• _Description of the task_: Transcribe only the part of the listing below that begins at the line containing "target | blue sky" and runs to its final line, keeping both ends.

::: Available records :::

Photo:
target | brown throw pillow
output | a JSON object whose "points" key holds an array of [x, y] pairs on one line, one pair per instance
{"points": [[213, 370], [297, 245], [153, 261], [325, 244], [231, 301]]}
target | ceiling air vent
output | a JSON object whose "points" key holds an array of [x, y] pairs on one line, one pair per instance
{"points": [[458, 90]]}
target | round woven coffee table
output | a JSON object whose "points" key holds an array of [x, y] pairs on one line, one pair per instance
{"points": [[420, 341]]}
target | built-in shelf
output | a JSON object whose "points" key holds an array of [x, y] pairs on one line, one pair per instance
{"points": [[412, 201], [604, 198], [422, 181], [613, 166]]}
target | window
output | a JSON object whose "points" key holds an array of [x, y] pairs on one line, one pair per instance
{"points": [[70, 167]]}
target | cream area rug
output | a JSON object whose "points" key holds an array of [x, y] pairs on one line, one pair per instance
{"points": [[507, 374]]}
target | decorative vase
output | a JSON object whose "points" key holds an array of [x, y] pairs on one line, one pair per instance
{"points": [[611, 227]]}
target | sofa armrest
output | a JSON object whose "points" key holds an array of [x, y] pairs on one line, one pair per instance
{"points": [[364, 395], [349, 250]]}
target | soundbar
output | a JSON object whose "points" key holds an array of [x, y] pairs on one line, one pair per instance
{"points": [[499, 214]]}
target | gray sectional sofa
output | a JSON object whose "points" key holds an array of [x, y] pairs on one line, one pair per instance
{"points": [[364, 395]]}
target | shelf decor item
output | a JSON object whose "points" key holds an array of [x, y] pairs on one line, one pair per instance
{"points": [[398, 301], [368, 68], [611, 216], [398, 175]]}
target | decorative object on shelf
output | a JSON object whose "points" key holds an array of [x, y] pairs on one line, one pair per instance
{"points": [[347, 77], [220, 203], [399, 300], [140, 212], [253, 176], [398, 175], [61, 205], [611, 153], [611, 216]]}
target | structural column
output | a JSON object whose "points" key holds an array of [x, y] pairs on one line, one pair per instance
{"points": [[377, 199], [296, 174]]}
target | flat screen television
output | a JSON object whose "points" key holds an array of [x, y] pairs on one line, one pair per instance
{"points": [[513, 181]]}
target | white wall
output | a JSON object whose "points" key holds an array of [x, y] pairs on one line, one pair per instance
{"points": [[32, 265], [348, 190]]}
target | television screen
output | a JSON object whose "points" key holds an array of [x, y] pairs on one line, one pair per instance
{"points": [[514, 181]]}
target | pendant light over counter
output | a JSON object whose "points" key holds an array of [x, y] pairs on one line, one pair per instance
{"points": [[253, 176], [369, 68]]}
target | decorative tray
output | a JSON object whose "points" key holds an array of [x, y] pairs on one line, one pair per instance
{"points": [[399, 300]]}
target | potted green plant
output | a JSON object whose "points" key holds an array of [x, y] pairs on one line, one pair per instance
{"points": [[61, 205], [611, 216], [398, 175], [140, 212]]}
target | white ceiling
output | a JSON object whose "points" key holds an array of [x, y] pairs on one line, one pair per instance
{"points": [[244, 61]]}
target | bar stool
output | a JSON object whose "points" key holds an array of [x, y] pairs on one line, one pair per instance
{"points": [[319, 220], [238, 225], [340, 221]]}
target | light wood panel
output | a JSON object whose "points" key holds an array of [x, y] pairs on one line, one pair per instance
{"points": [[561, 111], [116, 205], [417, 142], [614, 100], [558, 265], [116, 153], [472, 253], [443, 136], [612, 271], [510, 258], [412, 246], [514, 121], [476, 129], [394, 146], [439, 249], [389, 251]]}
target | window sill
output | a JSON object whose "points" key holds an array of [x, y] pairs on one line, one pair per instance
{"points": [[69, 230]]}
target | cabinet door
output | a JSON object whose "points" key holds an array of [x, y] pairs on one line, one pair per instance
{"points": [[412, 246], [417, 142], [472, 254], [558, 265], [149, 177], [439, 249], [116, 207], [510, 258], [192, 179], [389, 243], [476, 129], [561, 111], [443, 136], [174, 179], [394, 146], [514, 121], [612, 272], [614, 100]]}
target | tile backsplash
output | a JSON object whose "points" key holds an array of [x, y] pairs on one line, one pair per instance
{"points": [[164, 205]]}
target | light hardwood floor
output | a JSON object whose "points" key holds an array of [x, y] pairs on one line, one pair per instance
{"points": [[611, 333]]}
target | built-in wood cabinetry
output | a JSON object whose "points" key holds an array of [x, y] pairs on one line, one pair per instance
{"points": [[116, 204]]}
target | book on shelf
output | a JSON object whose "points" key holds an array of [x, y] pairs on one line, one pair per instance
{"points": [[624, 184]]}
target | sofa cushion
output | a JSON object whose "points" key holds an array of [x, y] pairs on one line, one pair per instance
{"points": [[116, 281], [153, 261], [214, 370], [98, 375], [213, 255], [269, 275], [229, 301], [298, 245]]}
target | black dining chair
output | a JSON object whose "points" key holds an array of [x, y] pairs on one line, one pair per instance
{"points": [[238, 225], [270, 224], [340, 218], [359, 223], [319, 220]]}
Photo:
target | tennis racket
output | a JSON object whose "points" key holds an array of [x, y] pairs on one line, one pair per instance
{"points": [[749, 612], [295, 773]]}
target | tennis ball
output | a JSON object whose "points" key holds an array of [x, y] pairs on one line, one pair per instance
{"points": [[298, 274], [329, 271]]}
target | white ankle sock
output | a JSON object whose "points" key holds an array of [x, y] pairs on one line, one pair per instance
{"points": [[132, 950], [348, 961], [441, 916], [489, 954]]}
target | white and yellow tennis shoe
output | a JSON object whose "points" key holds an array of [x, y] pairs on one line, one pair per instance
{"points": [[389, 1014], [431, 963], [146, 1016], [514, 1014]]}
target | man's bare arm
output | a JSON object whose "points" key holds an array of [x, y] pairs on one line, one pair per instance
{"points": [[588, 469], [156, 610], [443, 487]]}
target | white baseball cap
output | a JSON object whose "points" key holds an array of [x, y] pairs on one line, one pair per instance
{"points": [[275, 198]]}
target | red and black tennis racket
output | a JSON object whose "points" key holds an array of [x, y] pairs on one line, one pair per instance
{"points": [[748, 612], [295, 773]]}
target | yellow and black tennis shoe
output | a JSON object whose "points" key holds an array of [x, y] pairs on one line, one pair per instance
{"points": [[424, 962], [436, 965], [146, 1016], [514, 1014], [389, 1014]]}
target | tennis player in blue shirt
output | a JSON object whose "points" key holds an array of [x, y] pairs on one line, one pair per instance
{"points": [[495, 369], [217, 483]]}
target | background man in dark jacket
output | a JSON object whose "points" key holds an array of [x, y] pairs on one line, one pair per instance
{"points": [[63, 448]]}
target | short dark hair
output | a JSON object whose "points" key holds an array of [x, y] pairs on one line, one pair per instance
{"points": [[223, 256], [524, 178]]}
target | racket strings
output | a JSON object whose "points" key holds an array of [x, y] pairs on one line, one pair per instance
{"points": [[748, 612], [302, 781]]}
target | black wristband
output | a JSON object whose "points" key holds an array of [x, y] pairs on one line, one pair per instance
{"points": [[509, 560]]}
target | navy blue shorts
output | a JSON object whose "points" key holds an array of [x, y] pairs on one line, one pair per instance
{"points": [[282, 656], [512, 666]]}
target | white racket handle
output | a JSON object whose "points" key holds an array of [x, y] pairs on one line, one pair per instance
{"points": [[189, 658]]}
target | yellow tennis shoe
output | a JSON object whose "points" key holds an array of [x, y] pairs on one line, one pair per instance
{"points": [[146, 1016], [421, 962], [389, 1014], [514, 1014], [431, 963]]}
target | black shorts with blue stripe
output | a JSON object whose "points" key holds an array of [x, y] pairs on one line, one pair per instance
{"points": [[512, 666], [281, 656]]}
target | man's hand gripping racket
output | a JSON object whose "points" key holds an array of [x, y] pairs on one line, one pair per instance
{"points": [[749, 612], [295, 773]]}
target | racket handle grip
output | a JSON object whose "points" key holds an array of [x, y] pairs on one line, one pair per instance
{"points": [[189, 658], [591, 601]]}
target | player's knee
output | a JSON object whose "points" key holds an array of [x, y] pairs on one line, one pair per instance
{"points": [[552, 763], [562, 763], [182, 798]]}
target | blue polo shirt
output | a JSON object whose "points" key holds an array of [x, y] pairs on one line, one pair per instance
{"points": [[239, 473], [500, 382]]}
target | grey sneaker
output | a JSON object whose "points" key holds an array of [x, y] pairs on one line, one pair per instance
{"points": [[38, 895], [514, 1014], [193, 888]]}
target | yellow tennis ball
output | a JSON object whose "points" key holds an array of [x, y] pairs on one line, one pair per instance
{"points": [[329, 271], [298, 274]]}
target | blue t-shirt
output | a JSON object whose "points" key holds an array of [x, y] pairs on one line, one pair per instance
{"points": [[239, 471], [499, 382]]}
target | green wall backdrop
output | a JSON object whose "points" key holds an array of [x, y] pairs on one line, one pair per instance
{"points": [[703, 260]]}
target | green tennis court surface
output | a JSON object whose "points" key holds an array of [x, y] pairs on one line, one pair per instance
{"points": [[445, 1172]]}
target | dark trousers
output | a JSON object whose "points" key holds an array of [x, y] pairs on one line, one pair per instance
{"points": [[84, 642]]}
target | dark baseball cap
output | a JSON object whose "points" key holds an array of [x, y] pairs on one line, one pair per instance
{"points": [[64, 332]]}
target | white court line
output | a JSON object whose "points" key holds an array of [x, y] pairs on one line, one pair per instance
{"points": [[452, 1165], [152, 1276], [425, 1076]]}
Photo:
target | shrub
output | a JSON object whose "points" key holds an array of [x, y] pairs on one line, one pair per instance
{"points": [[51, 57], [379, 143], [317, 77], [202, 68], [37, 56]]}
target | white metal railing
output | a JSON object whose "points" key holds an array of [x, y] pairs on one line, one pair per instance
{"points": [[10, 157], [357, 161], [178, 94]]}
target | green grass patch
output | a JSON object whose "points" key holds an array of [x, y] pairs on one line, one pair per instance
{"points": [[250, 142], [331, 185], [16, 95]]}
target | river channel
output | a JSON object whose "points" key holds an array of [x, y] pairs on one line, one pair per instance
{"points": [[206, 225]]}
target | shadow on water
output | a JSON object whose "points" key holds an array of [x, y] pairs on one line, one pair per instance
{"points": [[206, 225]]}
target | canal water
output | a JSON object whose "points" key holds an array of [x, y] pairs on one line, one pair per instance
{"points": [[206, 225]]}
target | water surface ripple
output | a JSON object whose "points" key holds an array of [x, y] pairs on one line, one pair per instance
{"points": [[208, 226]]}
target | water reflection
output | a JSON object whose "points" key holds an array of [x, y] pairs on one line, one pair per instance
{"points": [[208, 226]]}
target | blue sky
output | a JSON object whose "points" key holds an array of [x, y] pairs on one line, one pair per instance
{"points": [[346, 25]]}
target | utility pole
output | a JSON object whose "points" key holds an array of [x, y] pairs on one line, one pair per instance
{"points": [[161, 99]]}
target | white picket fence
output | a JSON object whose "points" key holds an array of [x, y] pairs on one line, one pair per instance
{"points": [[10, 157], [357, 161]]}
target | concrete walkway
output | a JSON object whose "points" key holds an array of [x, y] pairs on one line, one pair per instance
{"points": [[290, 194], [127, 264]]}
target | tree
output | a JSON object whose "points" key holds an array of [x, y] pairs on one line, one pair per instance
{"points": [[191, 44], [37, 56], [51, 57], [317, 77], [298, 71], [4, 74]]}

:::

• _Solution_:
target | blue sky
output | a JSON object whose "points" key holds an array of [x, y] pairs on one line, one pair per instance
{"points": [[346, 25]]}
target | utility pole
output | a JSON object whose "points" key holds an array of [x, y] pairs on one line, one pair per instance
{"points": [[161, 99]]}
target | white picket fence
output | a JSON object whose "points" key holds an array of [x, y] pairs on one line, one pair per instance
{"points": [[10, 157], [357, 161]]}
target | concrete walkway
output | a JSON object whose "points" key holds an array of [x, y] pairs on one line, one pair per instance
{"points": [[290, 194], [127, 264]]}
target | tree
output | a JSON object whose "points" key holds an array of [x, y] pairs on one line, one pair per instance
{"points": [[191, 44], [37, 56], [51, 57], [317, 77], [298, 71], [4, 74]]}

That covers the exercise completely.